» **What the task requires**:
Without leaving out a single line, restate the entries below exactly.

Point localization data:
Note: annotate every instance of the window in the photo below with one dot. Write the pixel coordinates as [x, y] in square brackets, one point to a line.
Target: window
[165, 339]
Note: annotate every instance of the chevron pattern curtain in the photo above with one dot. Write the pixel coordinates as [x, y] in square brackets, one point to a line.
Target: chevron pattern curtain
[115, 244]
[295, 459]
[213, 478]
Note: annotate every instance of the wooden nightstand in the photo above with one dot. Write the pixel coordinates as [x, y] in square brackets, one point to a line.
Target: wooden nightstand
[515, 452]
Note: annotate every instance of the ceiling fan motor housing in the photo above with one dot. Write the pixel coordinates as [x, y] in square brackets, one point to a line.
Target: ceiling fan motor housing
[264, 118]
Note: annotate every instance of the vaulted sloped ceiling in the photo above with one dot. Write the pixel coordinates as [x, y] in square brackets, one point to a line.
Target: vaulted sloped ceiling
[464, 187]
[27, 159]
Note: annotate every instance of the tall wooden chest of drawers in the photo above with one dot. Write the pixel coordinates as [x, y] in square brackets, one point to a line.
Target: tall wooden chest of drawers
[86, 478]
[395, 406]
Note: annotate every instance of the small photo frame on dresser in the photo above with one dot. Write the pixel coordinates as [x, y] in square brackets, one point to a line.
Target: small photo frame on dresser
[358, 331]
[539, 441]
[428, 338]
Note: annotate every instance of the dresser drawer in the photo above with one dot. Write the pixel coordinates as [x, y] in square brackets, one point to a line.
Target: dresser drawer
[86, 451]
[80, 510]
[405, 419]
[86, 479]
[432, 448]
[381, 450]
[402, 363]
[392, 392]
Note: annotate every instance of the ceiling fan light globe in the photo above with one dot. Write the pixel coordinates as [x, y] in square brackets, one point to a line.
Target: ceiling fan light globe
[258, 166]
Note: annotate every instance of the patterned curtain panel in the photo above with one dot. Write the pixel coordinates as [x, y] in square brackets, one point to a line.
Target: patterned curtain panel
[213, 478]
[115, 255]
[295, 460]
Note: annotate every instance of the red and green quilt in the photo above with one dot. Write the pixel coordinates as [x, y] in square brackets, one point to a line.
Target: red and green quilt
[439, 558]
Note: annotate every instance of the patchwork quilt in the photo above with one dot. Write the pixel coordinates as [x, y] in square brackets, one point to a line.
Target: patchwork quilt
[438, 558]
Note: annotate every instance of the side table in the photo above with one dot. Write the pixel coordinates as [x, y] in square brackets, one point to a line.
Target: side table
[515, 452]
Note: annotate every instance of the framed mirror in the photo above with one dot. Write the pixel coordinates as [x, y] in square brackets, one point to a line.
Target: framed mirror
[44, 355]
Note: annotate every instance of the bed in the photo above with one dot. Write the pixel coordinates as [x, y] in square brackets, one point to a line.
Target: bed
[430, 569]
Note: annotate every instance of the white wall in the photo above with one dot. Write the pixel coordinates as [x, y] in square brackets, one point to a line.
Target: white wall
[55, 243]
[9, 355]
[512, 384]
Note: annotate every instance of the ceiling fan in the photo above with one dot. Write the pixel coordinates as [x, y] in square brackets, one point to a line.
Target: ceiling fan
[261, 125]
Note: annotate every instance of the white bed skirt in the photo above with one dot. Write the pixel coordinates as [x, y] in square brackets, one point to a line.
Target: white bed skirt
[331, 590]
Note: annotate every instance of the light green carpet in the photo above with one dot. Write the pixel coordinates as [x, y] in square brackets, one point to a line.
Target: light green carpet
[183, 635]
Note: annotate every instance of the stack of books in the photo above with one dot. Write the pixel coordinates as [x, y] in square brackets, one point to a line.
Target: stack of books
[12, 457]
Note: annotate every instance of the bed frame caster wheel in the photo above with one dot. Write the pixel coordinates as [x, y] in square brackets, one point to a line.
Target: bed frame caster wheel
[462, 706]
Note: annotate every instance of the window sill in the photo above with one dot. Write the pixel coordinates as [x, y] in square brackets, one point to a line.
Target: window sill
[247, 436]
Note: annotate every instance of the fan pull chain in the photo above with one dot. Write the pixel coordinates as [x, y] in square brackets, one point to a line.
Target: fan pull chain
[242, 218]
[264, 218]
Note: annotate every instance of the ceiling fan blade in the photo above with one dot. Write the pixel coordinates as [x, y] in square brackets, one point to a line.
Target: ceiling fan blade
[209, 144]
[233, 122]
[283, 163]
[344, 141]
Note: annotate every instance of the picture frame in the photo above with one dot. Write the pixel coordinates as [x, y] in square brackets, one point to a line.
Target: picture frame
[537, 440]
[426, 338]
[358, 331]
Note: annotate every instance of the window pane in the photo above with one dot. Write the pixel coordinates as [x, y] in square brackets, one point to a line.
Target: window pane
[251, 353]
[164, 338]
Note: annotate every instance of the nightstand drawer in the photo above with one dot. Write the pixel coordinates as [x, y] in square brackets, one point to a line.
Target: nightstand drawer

» **Response box**:
Note: annotate every instance of the window in the photo below with one dot. Write the pixel coordinates as [x, y] in square brackets, one point to a line.
Target: window
[165, 339]
Note: annotate every instance of the chevron pattern curtain in the photo above with one dot. Write the pixel coordinates as [x, y] in square brackets, one point to a line.
Target: chevron pattern curtain
[115, 244]
[295, 459]
[213, 478]
Note: annotate every instance of the wooden nightstand in the photo above with one dot. Write the pixel coordinates as [x, y] in square brackets, one point to a line.
Target: wooden nightstand
[515, 452]
Note: annotate every instance of the ceiling fan motor housing in the photo above with one dot. Write the pixel coordinates as [x, y] in square brackets, one point to a line.
Target: ceiling fan motor housing
[264, 118]
Note: annotate every instance of the vaulted sloped ceiling in the photo above with one dot. Write the pixel coordinates as [x, y] in square brackets, one point to a line.
Target: vaulted sloped ceiling
[464, 187]
[27, 159]
Note: annotate every instance of the tall wooden chest of drawers in the photo above with one dot. Write the pixel coordinates as [x, y] in square brackets, one point to a line.
Target: tall wooden chest of drawers
[86, 478]
[395, 406]
Note: annotate every instance of the small photo frame on dresser in the photo above with one dot. Write the pixel coordinates as [x, y] in square brackets, one point to a line.
Target: small photo frame on dresser
[358, 331]
[539, 441]
[428, 338]
Note: annotate every instance of the dresser drawer in the photo above with one dot. Write the pixel coordinates as [x, y] in square brackets, one point to a line.
Target: dresser drawer
[86, 451]
[80, 510]
[405, 419]
[86, 479]
[432, 448]
[381, 450]
[402, 363]
[392, 392]
Note: annotate every instance of the ceiling fan light globe in the photo above with one dot. Write the pixel coordinates as [x, y] in square brackets, one point to a line.
Target: ceiling fan light globe
[258, 166]
Note: annotate every instance of the patterned curtain panel in the photo above with one dot. Write the pixel coordinates as [x, y] in square brackets, one point to a line.
Target: patterned curtain panel
[213, 478]
[115, 255]
[295, 460]
Note: annotate every instance of the red and green quilt in the photo above with one dot. Write the pixel coordinates as [x, y] in square brackets, one point to a line.
Target: red and green quilt
[439, 558]
Note: annotate every instance of the patchwork quilt in the photo above with one dot. Write the pixel coordinates as [x, y] in square brackets, one point to a line.
Target: patchwork quilt
[438, 558]
Note: annotate every instance of the side table in the photo above with one dot. Write the pixel coordinates as [x, y] in square brackets, one point to a line.
Target: side table
[515, 452]
Note: annotate every instance of the framed mirror in the photo above with one dot. Write the pixel coordinates as [x, y] in square brackets, one point to a line.
Target: framed mirror
[44, 355]
Note: annotate every instance of the bed in the photo above with one dot. Write the pixel coordinates as [x, y] in square brackets, one point to a line.
Target: bed
[430, 569]
Note: annotate every instance of the white wall in the photo above with one dot. Write the pixel coordinates as [x, y] in square brackets, one point to a line.
Target: white wall
[55, 243]
[9, 355]
[512, 384]
Note: annotate every instance of the ceiling fan in the photo above with one dot. Write the pixel coordinates as [x, y] in square brackets, one point to a line.
Target: ceiling fan
[261, 125]
Note: annotate every instance of the white bed skirt in the photo above with one dot. Write the pixel coordinates as [x, y] in square brackets, one point to a line.
Target: white bed skirt
[331, 590]
Note: annotate every instance of the light green carpet in the photo above with one dot. Write the pixel coordinates as [x, y] in square brackets, one point to a line.
Target: light green carpet
[183, 635]
Note: annotate every instance of the stack of books in the photo above with one dot. Write the pixel coordinates as [x, y] in square brackets, one point to a line.
Target: stack of books
[12, 457]
Note: annotate every instance of the bed frame caster wheel in the photo above with one dot. Write the pixel coordinates as [x, y] in square brackets, one point to a line.
Target: bed frame caster wheel
[462, 706]
Note: annotate every instance of the window sill in the photo above with one dot. Write the pixel coordinates as [x, y] in square brackets, one point to a line.
Target: window sill
[247, 436]
Note: annotate every instance of the fan pull chain in the photo above with one dot. Write the pixel coordinates as [x, y] in square brackets, one point to a line.
Target: fan pull chain
[242, 218]
[264, 218]
Note: annotate every instance of the ceiling fan blade in the photo above with one dot. Write the pixel coordinates as [x, y] in square brackets, one point to a line.
Target: ceiling fan blade
[209, 144]
[233, 122]
[283, 163]
[344, 141]
Note: annotate every instance of the picture frame in the photo above with one dot. Write the pixel coordinates as [x, y] in square brackets, one point to a line.
Target: picture frame
[537, 440]
[426, 338]
[358, 331]
Note: annotate every instance of the window pane in the photo above with one dot. Write the pixel coordinates as [x, y] in square brackets, one point to a line.
Target: window pane
[251, 353]
[164, 338]
Note: annotate every instance of the nightstand drawer in the photo above with one dot. Write the pixel coordinates as [x, y] in square brackets, one point to a line.
Target: nightstand drawer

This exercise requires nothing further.